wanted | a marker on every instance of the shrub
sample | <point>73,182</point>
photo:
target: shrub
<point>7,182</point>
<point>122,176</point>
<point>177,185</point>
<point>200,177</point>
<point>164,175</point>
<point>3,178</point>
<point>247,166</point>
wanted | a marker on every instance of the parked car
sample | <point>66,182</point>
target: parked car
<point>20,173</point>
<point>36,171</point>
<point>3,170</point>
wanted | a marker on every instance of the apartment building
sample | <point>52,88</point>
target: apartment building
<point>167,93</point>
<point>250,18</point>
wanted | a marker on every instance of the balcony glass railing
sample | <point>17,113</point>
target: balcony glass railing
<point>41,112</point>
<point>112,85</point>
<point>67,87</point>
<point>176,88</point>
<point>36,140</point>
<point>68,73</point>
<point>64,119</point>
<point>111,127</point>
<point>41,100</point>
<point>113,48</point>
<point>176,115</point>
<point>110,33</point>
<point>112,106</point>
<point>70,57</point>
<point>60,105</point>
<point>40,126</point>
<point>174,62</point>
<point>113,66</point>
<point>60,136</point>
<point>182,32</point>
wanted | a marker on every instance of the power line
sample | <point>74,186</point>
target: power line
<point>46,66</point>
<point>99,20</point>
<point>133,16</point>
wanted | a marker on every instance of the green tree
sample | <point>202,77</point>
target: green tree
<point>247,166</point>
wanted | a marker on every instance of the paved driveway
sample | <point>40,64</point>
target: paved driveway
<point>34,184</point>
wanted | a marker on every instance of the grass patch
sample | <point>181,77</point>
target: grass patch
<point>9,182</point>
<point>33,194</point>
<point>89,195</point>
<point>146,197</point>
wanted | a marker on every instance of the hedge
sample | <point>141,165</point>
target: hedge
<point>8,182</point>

● **Task description**: What lines of the data contain the string "marker"? List them.

● **Response area**:
wanted | a marker on every instance of the shrub
wanted | a marker on every instance of the parked car
wanted | a marker on every instance of the apartment building
wanted | a marker on every instance of the balcony glass railing
wanted | a marker on every instance of the power line
wanted | a marker on every instance of the green tree
wanted | a marker on every instance of the paved driveway
wanted | a marker on every instance of the grass patch
wanted | a marker on every instance of the hedge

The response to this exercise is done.